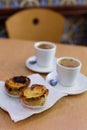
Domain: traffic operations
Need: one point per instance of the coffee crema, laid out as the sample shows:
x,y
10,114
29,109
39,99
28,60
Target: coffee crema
x,y
45,46
69,63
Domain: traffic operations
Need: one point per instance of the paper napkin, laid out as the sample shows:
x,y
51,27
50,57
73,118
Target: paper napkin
x,y
17,110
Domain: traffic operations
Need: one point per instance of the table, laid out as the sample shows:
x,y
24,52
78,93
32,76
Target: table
x,y
69,113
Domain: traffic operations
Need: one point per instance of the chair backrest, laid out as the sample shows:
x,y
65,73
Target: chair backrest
x,y
37,24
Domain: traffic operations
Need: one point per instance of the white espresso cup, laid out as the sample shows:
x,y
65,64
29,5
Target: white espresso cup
x,y
68,69
45,53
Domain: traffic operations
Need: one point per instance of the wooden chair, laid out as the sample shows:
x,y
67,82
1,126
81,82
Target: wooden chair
x,y
37,24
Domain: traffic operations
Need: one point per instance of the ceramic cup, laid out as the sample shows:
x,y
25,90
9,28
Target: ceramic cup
x,y
45,53
68,69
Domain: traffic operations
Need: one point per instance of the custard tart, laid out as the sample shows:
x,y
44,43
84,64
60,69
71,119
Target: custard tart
x,y
35,95
15,84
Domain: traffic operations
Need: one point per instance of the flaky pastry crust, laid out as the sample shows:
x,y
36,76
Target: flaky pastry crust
x,y
35,95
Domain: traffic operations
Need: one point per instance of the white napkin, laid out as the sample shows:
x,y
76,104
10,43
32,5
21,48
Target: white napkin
x,y
17,110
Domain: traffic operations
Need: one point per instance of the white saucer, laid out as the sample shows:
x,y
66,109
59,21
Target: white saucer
x,y
36,68
78,88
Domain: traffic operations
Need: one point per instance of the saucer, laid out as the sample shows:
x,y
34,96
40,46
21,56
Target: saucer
x,y
32,65
78,88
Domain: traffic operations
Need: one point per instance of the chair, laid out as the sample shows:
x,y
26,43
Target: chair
x,y
37,24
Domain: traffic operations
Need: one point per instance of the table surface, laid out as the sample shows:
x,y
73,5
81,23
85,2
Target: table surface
x,y
69,113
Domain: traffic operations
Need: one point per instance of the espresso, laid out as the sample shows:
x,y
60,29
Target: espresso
x,y
69,63
45,46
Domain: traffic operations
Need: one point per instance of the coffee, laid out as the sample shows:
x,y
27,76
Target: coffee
x,y
45,46
69,63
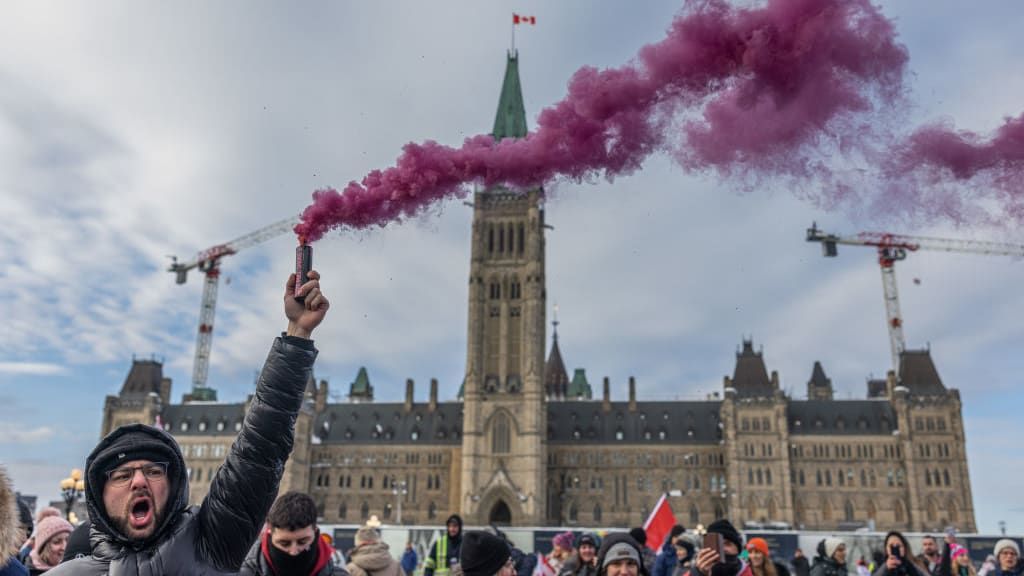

■ Exercise goal:
Gather each line of the records that contains the word "ceramic".

■ Exercise response:
Need: one point per instance of the ceramic cup, laid out as the sample shows:
Target: ceramic cup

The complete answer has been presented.